[Supplied records]

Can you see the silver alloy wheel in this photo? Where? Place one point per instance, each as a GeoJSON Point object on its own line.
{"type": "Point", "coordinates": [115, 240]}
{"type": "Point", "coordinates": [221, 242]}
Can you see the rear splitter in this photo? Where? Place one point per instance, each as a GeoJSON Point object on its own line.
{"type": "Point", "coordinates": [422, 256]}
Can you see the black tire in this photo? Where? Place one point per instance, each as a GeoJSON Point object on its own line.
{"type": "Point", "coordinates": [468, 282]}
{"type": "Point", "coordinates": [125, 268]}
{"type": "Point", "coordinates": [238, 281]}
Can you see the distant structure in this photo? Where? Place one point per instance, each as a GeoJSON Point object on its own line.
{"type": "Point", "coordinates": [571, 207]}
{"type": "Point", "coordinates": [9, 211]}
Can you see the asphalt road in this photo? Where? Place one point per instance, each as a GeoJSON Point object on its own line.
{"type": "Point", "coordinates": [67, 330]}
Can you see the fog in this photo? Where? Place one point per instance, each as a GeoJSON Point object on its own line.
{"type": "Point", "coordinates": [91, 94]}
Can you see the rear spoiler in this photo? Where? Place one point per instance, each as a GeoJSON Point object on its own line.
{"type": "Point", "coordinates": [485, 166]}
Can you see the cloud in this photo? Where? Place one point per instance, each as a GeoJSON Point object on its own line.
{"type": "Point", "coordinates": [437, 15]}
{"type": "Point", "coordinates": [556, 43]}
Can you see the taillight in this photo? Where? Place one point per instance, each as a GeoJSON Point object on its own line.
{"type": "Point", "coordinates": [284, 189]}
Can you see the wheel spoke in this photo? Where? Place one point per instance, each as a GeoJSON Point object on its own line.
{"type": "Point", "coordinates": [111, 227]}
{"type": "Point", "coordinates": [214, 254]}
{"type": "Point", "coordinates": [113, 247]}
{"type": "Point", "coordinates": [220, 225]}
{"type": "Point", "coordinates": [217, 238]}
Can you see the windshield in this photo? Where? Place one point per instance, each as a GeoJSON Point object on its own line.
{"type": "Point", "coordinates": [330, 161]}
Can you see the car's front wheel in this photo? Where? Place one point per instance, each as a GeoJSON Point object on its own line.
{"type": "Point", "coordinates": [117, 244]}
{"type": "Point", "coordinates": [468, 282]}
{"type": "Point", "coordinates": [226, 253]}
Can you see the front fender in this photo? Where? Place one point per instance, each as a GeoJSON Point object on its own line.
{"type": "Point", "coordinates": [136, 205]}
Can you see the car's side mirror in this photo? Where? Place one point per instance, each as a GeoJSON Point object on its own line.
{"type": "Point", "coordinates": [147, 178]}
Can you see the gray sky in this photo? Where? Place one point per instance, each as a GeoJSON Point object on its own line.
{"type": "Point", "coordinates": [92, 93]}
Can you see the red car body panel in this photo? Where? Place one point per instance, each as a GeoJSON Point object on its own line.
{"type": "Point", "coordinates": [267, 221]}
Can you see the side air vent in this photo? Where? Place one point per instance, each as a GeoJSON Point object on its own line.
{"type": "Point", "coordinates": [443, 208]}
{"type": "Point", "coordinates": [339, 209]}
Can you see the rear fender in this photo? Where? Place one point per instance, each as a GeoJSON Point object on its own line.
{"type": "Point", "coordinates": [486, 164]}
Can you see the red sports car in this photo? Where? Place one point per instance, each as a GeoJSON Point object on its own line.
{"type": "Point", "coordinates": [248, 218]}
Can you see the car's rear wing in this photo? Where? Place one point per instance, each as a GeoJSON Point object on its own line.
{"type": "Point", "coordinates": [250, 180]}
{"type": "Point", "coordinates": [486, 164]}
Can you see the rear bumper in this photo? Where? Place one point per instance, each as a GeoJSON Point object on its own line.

[/Supplied records]

Work required: Please copy the line that holds "Can you see the red sports" and each line under it through the last line above, exactly as they stand, adding nothing.

Answer section:
Can you see the red sports car in this photo? Where? Place one point per instance, each as a GeoJSON Point object on its own line.
{"type": "Point", "coordinates": [248, 218]}
Can you see the car's rear wing in this photo? Where? Place one point per instance, each as a GeoJSON Point object on its own line.
{"type": "Point", "coordinates": [250, 180]}
{"type": "Point", "coordinates": [486, 164]}
Can you see the rear bumper in this photo? Where? Place one point per instance, each as a GeoJSON Point object on its own line.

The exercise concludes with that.